[What you will do]
Give the lines again exactly as they appear, beginning at the one with "Your assignment: locate" and ending at the last line of the records.

Stored data entries:
┌────────
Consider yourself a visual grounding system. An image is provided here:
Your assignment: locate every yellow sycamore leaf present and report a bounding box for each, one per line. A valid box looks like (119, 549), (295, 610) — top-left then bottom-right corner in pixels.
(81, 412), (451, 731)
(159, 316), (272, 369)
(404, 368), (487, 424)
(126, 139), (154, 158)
└────────
[Task response]
Your assignment: locate every yellow sycamore leaf present and report a bounding box for each, one per line. A valid box looks like (119, 549), (295, 610) — top-left then bottom-right corner in pixels.
(81, 412), (451, 731)
(159, 316), (272, 369)
(404, 368), (487, 424)
(126, 139), (154, 158)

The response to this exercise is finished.